Task. Would you write out each line of the material below exactly, skipping every picture?

Material to process.
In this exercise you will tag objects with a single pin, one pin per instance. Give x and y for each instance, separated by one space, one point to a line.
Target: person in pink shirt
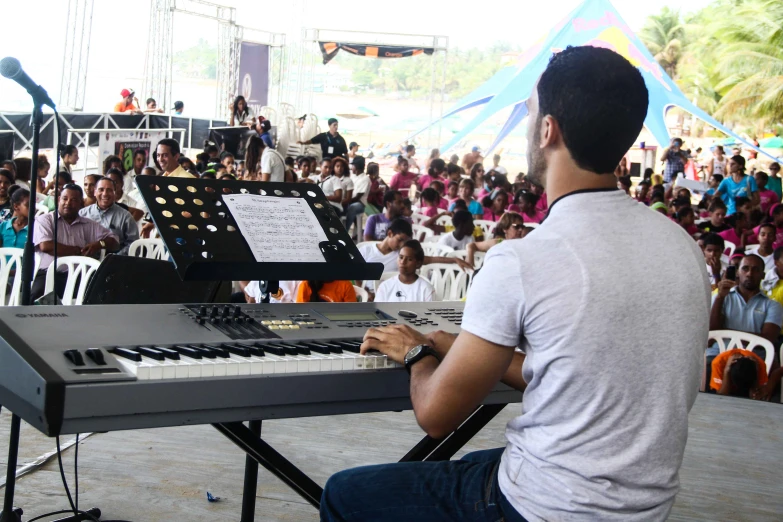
526 203
740 233
498 201
435 173
767 197
402 180
542 203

Answer for this exercise.
In this exercise you will tag objects with a single pin, one pin per instance. Give x and y for each instance, separated by one space, one point to a line.
Target: person in pink shirt
526 203
740 233
498 201
435 173
767 197
402 180
542 203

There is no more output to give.